● EXCERPT TO READ
━━━━━━

JE: That was pretty visionary thinking. You would think somebody living in Perry wouldn’t think about New York or going out with the sophisticated… [4:44]

KK: Listen, I had wonderful wonderful parents.

JE: So then, your father’s name?

KK: (laughter) This is interesting; Kenneth Kenton Kirchner. He was three Ks. After he was born that KKK thing came up in the south but he lived in Oklahoma so that wasn’t a big deal, but that was a little tough for him to deal with, but anyway. He had two brothers. He was a wonderful man too. He grew up in Perry, Oklahoma and he was a high school athlete and smart as could be.

JE: What was his personality, outgoing?

KK: Very outgoing and very hot-tempered. He was pretty tough too. When his temper got ‘em, the fists would fly. He was known as a pretty tough guy. He what’nt a real big man, but at some of the sociable events in Perry, if somebody got out of line and said something to ‘em or something [5:29], they’d be on the floor before they knew it.

━━━━━━

● STORED RECORDS
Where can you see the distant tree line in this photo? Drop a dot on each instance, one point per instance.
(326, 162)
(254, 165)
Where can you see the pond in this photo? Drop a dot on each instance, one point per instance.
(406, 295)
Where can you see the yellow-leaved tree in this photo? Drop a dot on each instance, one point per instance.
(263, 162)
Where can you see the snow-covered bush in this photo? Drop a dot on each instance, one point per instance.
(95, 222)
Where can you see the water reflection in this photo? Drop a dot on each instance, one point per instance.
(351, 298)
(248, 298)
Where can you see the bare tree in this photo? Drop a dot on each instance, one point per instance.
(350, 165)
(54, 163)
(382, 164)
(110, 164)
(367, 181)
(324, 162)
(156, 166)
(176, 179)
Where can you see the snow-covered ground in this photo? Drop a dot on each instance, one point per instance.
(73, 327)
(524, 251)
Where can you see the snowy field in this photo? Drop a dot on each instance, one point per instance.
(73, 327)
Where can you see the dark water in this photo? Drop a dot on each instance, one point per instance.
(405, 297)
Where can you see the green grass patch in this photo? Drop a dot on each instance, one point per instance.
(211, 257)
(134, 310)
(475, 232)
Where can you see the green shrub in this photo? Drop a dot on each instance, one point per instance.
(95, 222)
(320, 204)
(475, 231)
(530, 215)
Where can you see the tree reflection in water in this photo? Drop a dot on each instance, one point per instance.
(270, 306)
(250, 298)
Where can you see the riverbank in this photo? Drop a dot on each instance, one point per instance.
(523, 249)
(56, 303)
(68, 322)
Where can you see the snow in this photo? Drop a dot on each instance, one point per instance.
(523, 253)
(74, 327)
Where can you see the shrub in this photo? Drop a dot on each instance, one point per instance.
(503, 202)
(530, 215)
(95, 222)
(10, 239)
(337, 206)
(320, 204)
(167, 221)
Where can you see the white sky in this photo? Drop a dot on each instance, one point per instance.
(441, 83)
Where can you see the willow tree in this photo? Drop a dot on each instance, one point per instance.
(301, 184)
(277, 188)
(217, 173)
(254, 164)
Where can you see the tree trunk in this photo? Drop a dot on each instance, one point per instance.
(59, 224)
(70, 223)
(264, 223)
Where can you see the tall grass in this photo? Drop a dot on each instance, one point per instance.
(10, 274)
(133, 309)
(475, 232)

━━━━━━

● EXERCISE 1
In the interview transcript about growing up in Perry, Oklahoma, how many brothers did KK's father have?
● EXERCISE 2
Continue the interview transcript about growing up in Perry, Oklahoma, picking up right after its last line.

● EXERCISE ANSWER 1
Two.

● EXERCISE ANSWER 2
JE: Was he a boxer?

KK: He was a self-made boxer, yes. Everybody had a little boxing training in those days. I had a bag hanging in the garage at my folk’s. They all thought you needed to know how to fight a little bit.

JE: Oh, so that was…

KK: Yea, my granddad was a boxer [5:46].

JE: Right.

KK: I’ve got a picture of him in here showing him refereeing back in 1915 here in Tulsa.

JE: Your father’s profession, he was…?

KK: His father was in the real estate business in Perry. So, he learned that profession growing up, but he branched out a little bit. He found a way to subsidize what little he made off the farm out there by buying leases and royalties and minerals. All that sorta thing for oil companies. For instance, he went out to Western Oklahoma at the direction of my granddad. This was during the Dust Bowl days and all these farmers that had staked claims or had land, there was a great drought and they were great trouble making it. So, he was able to buy ten-year leases. This was before any oil or gas activity had hit that area, and he was able to buy ten-year oil and gas leases and half the minerals for a dollar an acre. The farmers were glad to have it because they still had their land to farm on, they’s had the surface, but a lot of them didn’t make it. That’s when a lot of the Okies moved to California.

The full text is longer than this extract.